◆ **Set task**
Copy out each of the lines below word for word, and leave the pictures out.

◆ **Stored rows**

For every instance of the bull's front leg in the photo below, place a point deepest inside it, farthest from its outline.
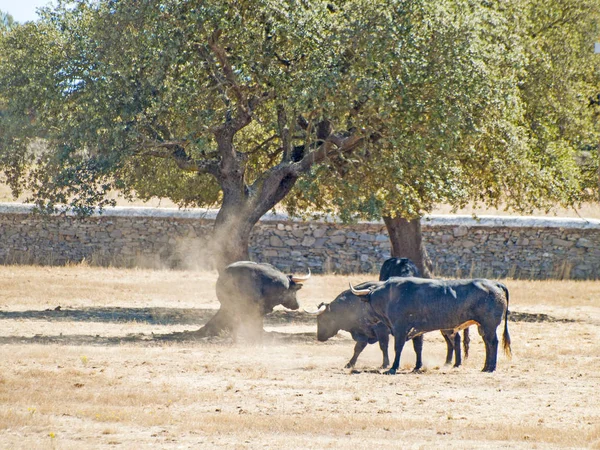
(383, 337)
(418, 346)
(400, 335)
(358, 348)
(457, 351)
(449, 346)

◆ **Task answer**
For every instance of the bull's front leg in the photo below, place a point deepest inside it, farthest from its outline.
(383, 337)
(418, 346)
(400, 335)
(358, 348)
(457, 351)
(449, 346)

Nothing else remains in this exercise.